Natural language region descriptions
*** Block opens ***

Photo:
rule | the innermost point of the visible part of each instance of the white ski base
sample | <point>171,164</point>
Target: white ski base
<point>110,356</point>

*** Block closes ***
*** Block opens ***

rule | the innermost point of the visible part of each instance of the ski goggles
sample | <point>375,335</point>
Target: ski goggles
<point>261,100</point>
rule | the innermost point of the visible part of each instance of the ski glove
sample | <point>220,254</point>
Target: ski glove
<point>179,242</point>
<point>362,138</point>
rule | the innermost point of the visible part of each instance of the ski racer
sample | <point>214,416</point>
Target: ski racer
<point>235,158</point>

*** Block closes ***

EXERCISE AIM >> Within the entries, find all lines holding "innermost" and copy each one.

RESPONSE TO THE EXERCISE >>
rule | the innermost point of the visible part of each instance of the white ski base
rule | the innermost point of the visible part of each instance of the ski goggles
rule | the innermost point of the visible part of each instance of the ski glove
rule | the innermost point of the visible part of each instance of the ski racer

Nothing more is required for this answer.